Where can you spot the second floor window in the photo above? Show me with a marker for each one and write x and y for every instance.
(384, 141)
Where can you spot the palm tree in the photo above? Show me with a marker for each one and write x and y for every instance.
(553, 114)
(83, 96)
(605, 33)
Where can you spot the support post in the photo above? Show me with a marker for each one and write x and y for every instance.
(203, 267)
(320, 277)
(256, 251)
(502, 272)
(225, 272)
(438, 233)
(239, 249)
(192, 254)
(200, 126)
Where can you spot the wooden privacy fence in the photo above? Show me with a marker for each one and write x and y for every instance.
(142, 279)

════════════════════

**Set problem**
Rewrite the listing above as a Markdown table with the columns Row and Line, one numbered row for each line and no rows for blank lines.

**Result**
| Row | Line |
|---|---|
| 1 | Where can you spot the second floor window in the photo above? Show me with a marker for each one and write x and y for every instance. |
| 2 | (384, 141) |
| 3 | Where can you spot the palm tree in the photo above? Show me with a marker for each one and write x and y for every instance. |
| 4 | (553, 114) |
| 5 | (83, 96) |
| 6 | (605, 33) |
| 7 | Where can you spot the support post in the photo above? Show me with a marker for each one and write x and y for every instance. |
| 8 | (203, 267) |
| 9 | (320, 277) |
| 10 | (256, 251) |
| 11 | (502, 272) |
| 12 | (225, 272) |
| 13 | (438, 233) |
| 14 | (239, 249) |
| 15 | (192, 254) |
| 16 | (200, 126) |
| 17 | Where can you spot the wooden privacy fence in the photo above? Show me with a marker for each one and write x and y for every instance. |
| 18 | (142, 279) |